Started from the bottom, now we’re here!
Kamala Harris, the California senator who ended her bid for president earlier this year, has been selected by former Vice President Joe Biden, the presumptive Democratic presidential nominee to be his running mate.
This historic nomination makes Harris the first Black and South Asian woman nominated for vice president by a major political party.
“You make a lot of important decisions as president. But the first one is who you select to be your Vice President,” Biden wrote to supporters Tuesday afternoon. “I’ve decided that Kamala Harris is the best person to help me take this fight to Donald Trump and Mike Pence and then to lead this nation starting in January 2021.”
Born in Oakland and a child of immigrants, Harris, a Howard University graduate and member of Alpha Kappa Alpha, Sorority Incorporated, is no stranger to being the first. In 2015, when she ran for the senate an Economist article highlighted her multi-ethnic background and rise to success billing her as the only contender in the race, “daughter of an Indian cancer researcher and a Jamaican economics professor, she is the first woman, first African-American and first Asian attorney general of California.”
Harris has credited both her mother for immersing her in both her cultures and preparing them for the world, “My mother understood very well that she was raising two Black daughters,” she wrote in her autobiography The Truths We Hold. “She knew that her adopted homeland would see Maya and me as Black girls, and she was determined to make sure we would grow into confident, proud Black women.”
+ + + + +
Required actions:
a: Transcribe the part of the article on Kamala Harris's vice-presidential selection that opens with the words "Started from the" and closes with "major political party.".
b: Write the next part of the article on Kamala Harris's vice-presidential selection, picking up after its final sentence.

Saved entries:
+ + + + +
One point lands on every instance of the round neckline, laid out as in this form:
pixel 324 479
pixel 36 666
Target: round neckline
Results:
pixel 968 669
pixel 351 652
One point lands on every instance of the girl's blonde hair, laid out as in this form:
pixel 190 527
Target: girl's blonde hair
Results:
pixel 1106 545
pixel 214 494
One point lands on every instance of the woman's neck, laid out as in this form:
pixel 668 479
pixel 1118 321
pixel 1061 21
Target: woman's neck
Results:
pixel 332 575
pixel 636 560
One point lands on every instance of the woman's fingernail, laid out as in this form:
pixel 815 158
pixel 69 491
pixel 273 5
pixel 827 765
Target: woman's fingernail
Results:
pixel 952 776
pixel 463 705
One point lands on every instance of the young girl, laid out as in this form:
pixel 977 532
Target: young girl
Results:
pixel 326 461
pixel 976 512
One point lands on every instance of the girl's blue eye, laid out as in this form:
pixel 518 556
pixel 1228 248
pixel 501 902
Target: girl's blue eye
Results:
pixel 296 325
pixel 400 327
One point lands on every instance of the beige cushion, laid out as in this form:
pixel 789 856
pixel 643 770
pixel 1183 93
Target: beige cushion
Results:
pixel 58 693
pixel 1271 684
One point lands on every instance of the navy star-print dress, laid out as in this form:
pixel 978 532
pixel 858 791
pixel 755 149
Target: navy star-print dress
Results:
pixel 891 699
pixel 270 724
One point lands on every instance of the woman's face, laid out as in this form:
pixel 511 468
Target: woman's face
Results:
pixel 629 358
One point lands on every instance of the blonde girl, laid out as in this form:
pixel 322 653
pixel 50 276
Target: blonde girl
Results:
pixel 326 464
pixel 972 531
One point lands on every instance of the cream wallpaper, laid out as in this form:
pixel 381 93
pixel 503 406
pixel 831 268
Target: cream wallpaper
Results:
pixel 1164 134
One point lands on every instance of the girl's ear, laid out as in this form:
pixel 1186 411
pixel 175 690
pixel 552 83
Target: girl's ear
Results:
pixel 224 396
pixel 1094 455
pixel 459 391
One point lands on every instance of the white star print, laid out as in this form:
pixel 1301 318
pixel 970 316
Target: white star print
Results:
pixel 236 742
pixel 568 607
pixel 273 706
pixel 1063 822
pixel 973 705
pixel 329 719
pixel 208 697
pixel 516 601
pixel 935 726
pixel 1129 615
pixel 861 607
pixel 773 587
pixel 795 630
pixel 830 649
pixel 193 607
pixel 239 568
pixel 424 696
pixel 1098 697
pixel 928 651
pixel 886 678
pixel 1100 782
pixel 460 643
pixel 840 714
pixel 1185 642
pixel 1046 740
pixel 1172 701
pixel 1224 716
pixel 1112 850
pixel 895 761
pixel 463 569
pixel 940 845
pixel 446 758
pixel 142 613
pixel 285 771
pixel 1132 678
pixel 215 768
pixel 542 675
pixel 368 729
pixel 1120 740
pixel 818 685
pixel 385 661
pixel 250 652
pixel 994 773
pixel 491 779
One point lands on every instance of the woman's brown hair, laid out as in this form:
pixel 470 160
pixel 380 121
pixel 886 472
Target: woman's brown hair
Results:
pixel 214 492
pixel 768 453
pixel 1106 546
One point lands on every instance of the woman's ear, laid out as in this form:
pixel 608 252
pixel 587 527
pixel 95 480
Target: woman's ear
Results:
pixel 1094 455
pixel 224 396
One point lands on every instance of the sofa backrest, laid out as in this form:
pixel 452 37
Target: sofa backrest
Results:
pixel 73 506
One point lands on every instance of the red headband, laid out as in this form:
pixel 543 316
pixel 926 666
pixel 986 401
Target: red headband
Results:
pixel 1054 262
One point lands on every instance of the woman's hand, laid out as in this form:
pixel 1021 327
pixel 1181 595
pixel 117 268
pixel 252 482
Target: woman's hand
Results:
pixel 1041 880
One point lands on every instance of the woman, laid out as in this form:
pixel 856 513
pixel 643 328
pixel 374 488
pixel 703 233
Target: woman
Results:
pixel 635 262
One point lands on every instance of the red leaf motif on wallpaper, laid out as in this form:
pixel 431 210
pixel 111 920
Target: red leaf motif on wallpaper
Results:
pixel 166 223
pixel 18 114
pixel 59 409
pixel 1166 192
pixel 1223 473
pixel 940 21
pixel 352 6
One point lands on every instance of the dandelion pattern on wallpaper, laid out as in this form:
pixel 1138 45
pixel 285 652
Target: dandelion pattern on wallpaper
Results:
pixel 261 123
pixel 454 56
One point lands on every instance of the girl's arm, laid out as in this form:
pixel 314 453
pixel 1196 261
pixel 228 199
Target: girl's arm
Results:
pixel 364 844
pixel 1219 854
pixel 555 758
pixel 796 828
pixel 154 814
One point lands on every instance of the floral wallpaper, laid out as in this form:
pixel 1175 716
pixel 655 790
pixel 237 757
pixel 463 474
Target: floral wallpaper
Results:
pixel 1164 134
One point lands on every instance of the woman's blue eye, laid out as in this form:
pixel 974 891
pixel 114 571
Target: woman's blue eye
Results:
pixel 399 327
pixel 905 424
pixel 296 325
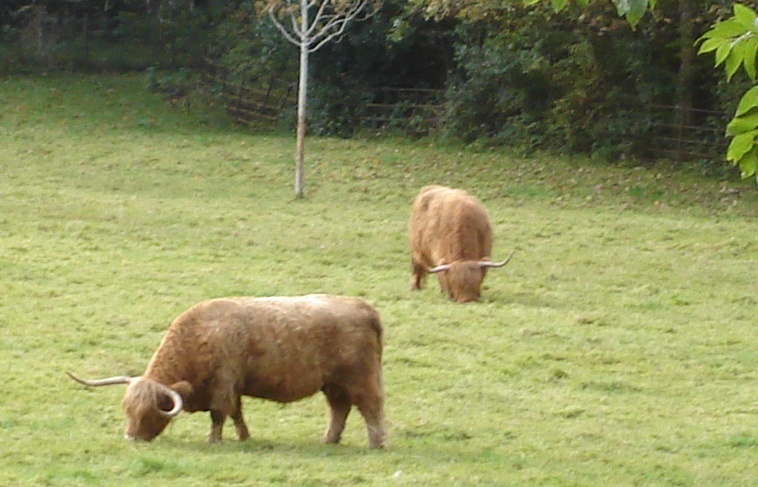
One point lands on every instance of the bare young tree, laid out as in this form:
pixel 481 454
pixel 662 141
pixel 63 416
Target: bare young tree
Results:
pixel 309 25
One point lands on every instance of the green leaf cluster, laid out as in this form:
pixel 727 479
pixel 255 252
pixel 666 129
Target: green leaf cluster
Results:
pixel 734 42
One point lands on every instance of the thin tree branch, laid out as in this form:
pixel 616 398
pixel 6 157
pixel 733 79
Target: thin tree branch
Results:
pixel 283 29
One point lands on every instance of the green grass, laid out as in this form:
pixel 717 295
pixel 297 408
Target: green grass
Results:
pixel 617 348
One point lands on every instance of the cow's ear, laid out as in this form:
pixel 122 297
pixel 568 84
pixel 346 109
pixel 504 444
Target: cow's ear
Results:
pixel 184 388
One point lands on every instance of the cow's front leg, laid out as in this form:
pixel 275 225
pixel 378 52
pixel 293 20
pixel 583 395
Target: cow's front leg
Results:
pixel 217 426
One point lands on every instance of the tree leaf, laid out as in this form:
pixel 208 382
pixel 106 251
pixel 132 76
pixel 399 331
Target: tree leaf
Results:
pixel 723 52
pixel 741 145
pixel 749 163
pixel 710 45
pixel 745 16
pixel 748 101
pixel 728 29
pixel 558 5
pixel 633 10
pixel 740 125
pixel 749 53
pixel 733 61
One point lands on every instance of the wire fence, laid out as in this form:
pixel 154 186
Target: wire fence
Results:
pixel 420 112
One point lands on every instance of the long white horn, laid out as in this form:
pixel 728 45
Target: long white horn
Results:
pixel 176 398
pixel 121 379
pixel 439 268
pixel 486 263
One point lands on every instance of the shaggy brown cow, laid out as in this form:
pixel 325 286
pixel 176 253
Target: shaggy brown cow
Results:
pixel 450 235
pixel 277 348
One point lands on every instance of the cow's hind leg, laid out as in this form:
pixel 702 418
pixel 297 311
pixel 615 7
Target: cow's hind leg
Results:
pixel 418 276
pixel 217 426
pixel 370 403
pixel 239 422
pixel 339 408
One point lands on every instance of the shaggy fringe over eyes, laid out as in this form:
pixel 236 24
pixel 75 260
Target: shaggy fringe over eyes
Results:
pixel 141 398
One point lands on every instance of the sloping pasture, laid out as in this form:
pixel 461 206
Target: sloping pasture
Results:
pixel 619 347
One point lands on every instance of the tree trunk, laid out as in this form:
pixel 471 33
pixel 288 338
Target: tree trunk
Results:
pixel 302 98
pixel 686 69
pixel 301 103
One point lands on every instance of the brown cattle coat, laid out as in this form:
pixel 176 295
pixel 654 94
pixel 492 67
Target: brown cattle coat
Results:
pixel 449 226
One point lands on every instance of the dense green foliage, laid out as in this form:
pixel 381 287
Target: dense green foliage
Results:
pixel 567 76
pixel 619 346
pixel 735 43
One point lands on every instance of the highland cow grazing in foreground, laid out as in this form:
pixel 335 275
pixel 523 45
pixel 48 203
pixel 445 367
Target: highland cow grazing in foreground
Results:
pixel 451 236
pixel 277 348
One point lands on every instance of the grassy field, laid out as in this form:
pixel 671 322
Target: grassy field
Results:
pixel 618 348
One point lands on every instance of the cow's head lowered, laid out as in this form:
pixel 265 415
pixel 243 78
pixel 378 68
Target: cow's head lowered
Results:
pixel 462 280
pixel 149 405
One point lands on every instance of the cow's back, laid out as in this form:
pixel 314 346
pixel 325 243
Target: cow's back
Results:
pixel 447 225
pixel 280 348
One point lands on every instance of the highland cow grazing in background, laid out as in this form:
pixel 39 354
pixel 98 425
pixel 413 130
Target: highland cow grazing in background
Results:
pixel 277 348
pixel 451 236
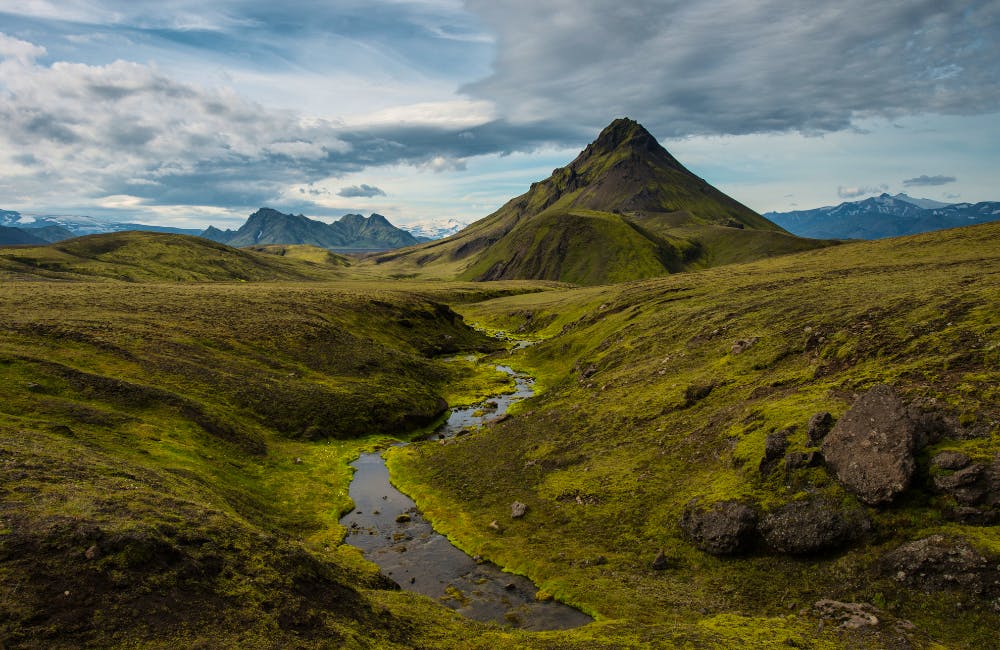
+ + + + +
Outputs in order:
a:
Started from the bottom, now we’re here!
Kamala Harris, the California senator who ended her bid for president earlier this year, has been selected by former Vice President Joe Biden, the presumptive Democratic presidential nominee to be his running mate.
This historic nomination makes Harris the first Black and South Asian woman nominated for vice president by a major political party.

b:
After graduating from Howard, Harris went on to obtain a law degree from the University of California, Hasting, then began a career in the Alameda County District Attorney’s Office. After becoming San Francisco’s district attorney in 2003, she served two terms as California’s attorney general becoming a trailblazer in the democratic party before a junior US senator in 2017. She gained nationwide popularity for her sharp question of then-Supreme Court nominee Brett Kavanaugh and Attorney General Willam Barr in pivotal Senate hearings.
Her presidential campaign, “For The People,” was met with initial enthusiasm, but as sentiment lagged she ended her candidacy in December prior to the Iowa primaries in 2020.
Harris endorsed Biden in March saying that she would do “everything in my power to help elect him the next President of the United States.”